-- Rows --
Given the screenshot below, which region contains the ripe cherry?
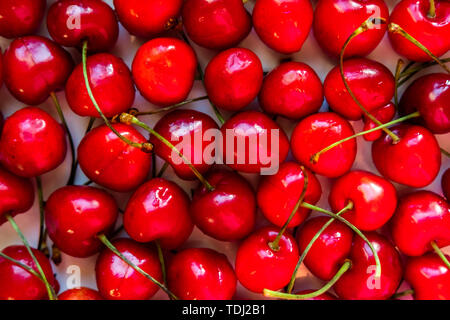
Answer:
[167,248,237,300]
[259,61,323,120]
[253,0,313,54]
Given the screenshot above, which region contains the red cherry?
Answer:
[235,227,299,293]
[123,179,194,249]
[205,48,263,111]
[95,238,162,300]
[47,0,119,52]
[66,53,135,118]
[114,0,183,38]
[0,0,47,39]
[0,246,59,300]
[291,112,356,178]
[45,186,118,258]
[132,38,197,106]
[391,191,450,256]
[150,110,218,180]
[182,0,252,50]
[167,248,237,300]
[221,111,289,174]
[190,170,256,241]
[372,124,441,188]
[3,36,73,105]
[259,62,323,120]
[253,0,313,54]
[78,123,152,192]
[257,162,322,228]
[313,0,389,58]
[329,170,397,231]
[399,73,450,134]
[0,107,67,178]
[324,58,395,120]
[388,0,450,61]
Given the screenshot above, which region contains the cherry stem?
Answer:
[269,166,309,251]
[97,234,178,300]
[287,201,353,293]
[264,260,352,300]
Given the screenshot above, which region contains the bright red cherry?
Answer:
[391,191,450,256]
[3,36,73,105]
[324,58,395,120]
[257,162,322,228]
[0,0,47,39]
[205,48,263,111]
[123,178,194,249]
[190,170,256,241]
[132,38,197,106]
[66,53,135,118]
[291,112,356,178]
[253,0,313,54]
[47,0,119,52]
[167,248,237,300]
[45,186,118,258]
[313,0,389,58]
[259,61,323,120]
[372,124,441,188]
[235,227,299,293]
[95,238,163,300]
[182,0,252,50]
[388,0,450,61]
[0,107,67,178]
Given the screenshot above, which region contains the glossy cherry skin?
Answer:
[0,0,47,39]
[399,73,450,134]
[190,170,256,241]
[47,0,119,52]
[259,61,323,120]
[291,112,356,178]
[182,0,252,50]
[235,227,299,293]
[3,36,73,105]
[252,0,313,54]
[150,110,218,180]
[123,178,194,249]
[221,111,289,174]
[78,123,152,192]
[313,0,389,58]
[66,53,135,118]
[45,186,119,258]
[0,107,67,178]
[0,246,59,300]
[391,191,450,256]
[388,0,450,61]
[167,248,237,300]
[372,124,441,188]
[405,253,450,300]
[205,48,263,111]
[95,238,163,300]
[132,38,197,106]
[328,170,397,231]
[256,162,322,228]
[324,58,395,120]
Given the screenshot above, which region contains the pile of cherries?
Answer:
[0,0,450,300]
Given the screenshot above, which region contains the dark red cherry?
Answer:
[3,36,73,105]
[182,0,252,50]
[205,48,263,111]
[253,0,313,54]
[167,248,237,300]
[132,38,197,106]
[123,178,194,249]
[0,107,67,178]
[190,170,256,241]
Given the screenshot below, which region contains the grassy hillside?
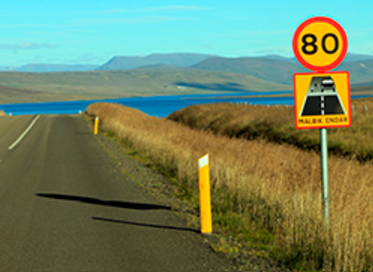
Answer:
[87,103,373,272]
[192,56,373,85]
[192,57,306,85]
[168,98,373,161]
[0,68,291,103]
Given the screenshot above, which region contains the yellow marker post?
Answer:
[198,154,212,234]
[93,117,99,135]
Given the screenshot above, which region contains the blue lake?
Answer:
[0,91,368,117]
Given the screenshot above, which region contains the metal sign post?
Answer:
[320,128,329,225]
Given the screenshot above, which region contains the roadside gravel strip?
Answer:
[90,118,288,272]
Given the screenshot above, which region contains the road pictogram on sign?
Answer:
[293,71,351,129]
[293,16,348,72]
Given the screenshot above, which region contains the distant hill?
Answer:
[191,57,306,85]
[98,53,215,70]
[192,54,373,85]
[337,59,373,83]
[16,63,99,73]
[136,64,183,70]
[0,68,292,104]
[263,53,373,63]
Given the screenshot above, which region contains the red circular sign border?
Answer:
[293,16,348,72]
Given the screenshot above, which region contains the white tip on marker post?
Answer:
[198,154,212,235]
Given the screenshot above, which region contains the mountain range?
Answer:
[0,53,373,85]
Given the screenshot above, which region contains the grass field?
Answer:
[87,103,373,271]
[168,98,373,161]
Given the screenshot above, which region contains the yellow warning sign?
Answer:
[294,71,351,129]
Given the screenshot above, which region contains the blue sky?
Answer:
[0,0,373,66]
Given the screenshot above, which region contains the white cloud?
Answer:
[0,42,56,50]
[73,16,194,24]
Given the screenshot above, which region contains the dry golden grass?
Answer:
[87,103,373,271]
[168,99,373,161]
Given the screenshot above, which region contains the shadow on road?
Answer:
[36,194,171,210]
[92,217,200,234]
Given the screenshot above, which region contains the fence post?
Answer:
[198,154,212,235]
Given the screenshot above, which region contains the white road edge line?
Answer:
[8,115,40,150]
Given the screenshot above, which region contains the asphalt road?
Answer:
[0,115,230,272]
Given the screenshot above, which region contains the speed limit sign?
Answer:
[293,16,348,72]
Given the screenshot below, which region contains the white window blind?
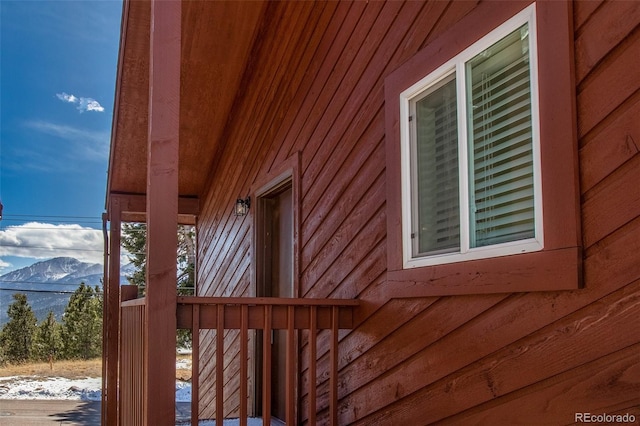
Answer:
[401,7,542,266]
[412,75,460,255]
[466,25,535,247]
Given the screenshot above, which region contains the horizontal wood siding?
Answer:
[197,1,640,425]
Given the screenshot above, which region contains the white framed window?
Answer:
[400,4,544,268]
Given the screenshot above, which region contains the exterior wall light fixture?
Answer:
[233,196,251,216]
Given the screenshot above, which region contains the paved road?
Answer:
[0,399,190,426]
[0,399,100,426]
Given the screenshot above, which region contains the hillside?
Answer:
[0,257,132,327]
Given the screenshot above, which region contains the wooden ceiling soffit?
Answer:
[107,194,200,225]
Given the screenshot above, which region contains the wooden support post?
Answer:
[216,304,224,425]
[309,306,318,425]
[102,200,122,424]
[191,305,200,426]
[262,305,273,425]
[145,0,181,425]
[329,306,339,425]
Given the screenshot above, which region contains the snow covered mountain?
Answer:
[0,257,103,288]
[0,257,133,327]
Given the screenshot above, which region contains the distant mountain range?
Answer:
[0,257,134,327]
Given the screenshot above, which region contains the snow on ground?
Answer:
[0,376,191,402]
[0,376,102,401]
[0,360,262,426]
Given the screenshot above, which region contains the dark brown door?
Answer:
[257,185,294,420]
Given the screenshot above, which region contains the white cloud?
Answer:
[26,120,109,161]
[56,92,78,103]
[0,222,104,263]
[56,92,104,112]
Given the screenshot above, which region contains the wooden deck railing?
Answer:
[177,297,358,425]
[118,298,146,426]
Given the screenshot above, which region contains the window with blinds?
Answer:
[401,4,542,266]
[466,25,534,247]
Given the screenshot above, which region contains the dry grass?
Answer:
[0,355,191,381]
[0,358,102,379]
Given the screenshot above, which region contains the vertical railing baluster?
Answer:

-- Task directions --
Transcribe the records above exactly, leaving out every picture.

-- Complete answer --
Given the screenshot below, which region contains the ripe cherry?
Answer:
[167,248,237,300]
[259,61,323,120]
[253,0,313,54]
Given the screenshot above, which region contains the red cherry?
Answer:
[235,227,299,293]
[123,179,194,249]
[205,48,263,111]
[95,238,162,300]
[47,0,119,52]
[66,53,135,118]
[114,0,183,38]
[0,0,47,39]
[0,246,59,300]
[291,112,356,178]
[45,186,118,258]
[132,38,197,106]
[391,191,450,256]
[150,110,218,180]
[182,0,252,50]
[167,248,237,300]
[221,111,289,174]
[190,170,256,241]
[372,124,441,188]
[3,36,73,105]
[259,62,323,120]
[253,0,313,54]
[78,123,152,192]
[257,162,322,228]
[313,0,389,58]
[329,170,397,231]
[399,73,450,134]
[0,107,67,178]
[324,58,395,120]
[388,0,450,61]
Given the screenshot above, which region contains the cherry stem?
Answer:
[269,166,309,251]
[97,234,178,300]
[287,201,353,293]
[264,260,352,300]
Given the screenshot above, which region contains the bright red cherry?
Answer:
[391,191,450,256]
[3,36,73,105]
[324,58,395,120]
[257,162,322,228]
[0,0,47,39]
[205,48,263,111]
[123,178,194,249]
[190,170,256,241]
[132,38,197,106]
[66,53,135,118]
[291,112,356,178]
[253,0,313,54]
[47,0,119,52]
[167,248,237,300]
[45,186,118,258]
[313,0,389,58]
[259,61,323,120]
[372,124,441,188]
[235,227,299,293]
[95,238,163,300]
[182,0,252,50]
[388,0,450,61]
[0,107,67,178]
Given the screenshot above, which region contains the glossy cherry skin?
Answer:
[0,0,47,39]
[399,73,450,134]
[190,170,256,241]
[47,0,119,52]
[259,61,323,120]
[291,112,356,178]
[182,0,252,50]
[235,227,299,293]
[3,36,73,105]
[252,0,313,54]
[150,110,218,180]
[123,178,194,249]
[221,111,289,174]
[78,123,152,192]
[313,0,389,58]
[66,53,135,118]
[45,186,119,258]
[0,107,67,178]
[0,246,59,300]
[391,191,450,256]
[388,0,450,61]
[167,248,237,300]
[372,124,441,188]
[405,253,450,300]
[205,48,263,111]
[95,238,163,300]
[132,38,197,106]
[328,170,397,231]
[256,162,322,228]
[324,58,395,120]
Given the screenshot above, which region contains the pile of cherries?
Answer:
[0,0,450,300]
Given the screenshot above, which region contains the dark red cherry?
Answer:
[3,36,73,105]
[182,0,252,50]
[205,48,263,111]
[253,0,313,54]
[167,248,237,300]
[132,38,197,106]
[123,178,194,249]
[0,107,67,178]
[190,170,256,241]
Given the screenshot below, which region contains the grassy hillside?
Answer:
[87,103,373,272]
[192,56,373,85]
[192,57,306,85]
[168,98,373,161]
[0,68,291,103]
Given the screenshot above, which region contains the yellow marker post?
Answer:
[198,154,212,234]
[93,117,99,135]
Given the screenshot above, which region contains the blue lake?
Answer:
[0,91,368,117]
Given the screenshot above, which region contains the metal sign post?
Answer:
[320,128,329,225]
Given the screenshot above, which region contains the roadside gravel strip?
Answer:
[90,118,288,272]
Given the screenshot above, which region contains the road pictogram on sign?
Answer:
[293,71,351,129]
[293,16,348,72]
Given the screenshot above, which region contains the distant hill?
Answer:
[191,57,306,85]
[98,53,215,70]
[192,54,373,85]
[337,59,373,83]
[16,63,99,73]
[136,64,183,70]
[0,68,292,104]
[263,53,373,63]
Given the screenshot above, which region contains the red circular sign border?
Answer:
[293,16,348,72]
Given the screenshot above, which region contains the white tip on marker post?
Answer:
[198,154,212,235]
Given the screenshot above, which region contains the mountain range?
Answer:
[0,53,373,85]
Given the screenshot above, which region contains the grass field?
Answer:
[87,103,373,271]
[168,98,373,161]
Given the screenshot above, which region contains the yellow warning sign?
Answer:
[294,71,351,129]
Given the screenshot above, which region contains the blue sky?
Answer:
[0,0,373,66]
Given the screenshot above, which region contains the white cloud?
Answer:
[0,42,56,50]
[73,16,194,24]
Given the screenshot above, which region contains the dry golden grass?
Answer:
[87,103,373,271]
[168,99,373,161]
Given the screenshot above, which region contains the shadow on road?
Answer:
[36,194,171,210]
[92,217,200,234]
Given the screenshot above, which region contains the fence post?
Answer:
[198,154,212,235]
Given the screenshot above, which region contains the white road edge line?
Answer:
[8,115,40,150]
Given the screenshot above, which region contains the asphalt road?
Answer:
[0,115,230,272]
Given the screenshot above, which region contains the speed limit sign?
Answer:
[293,16,348,72]
Given the screenshot below, which region contains the white window blind?
Answer:
[401,7,542,266]
[412,75,460,255]
[466,25,535,247]
Given the screenshot above, which region contains the horizontal wood siding?
Answer:
[197,1,640,425]
Given the screenshot above, which region contains the white framed window?
Answer:
[400,4,544,268]
Given the screenshot above, which region contains the exterior wall light fixture?
Answer:
[233,196,251,216]
Given the screenshot above, which region contains the paved road?
Answer:
[0,399,190,426]
[0,399,100,426]
Given the screenshot above, which region contains the hillside?
Answer:
[0,257,132,327]
Given the screenshot above, which region contains the wooden ceiling soffit?
Answer:
[107,194,200,225]
Given the screenshot above, which region contains the wooden support post?
Answer:
[216,304,224,425]
[309,306,318,425]
[102,200,122,424]
[191,305,200,426]
[262,305,273,425]
[145,0,181,425]
[329,306,339,425]
Given the screenshot above, which region contains the snow covered mountain?
Answer:
[0,257,103,288]
[0,257,133,327]
Given the screenshot above, which region contains the distant mountain range?
Answer:
[0,257,134,327]
Given the screenshot above, which region contains the snow on ground?
Answer:
[0,376,191,402]
[0,376,102,401]
[0,360,262,426]
Given the screenshot above, which region contains the dark brown door?
Answer:
[257,185,294,420]
Given the screenshot above, which region contains the white cloud?
Answer:
[26,120,109,161]
[56,92,78,103]
[0,222,104,263]
[56,92,104,112]
Given the screenshot above, which region contains the wooden deck railing?
Answer:
[177,297,358,425]
[118,298,146,426]
Given the screenshot above, which region contains the window with blinds?
Answer:
[401,4,542,266]
[466,25,534,247]
Given the screenshot above, which region contains the dry grass?
Answer:
[0,355,191,381]
[0,358,102,379]
Given the screenshot above, which region contains the vertical railing baluster?
Answer:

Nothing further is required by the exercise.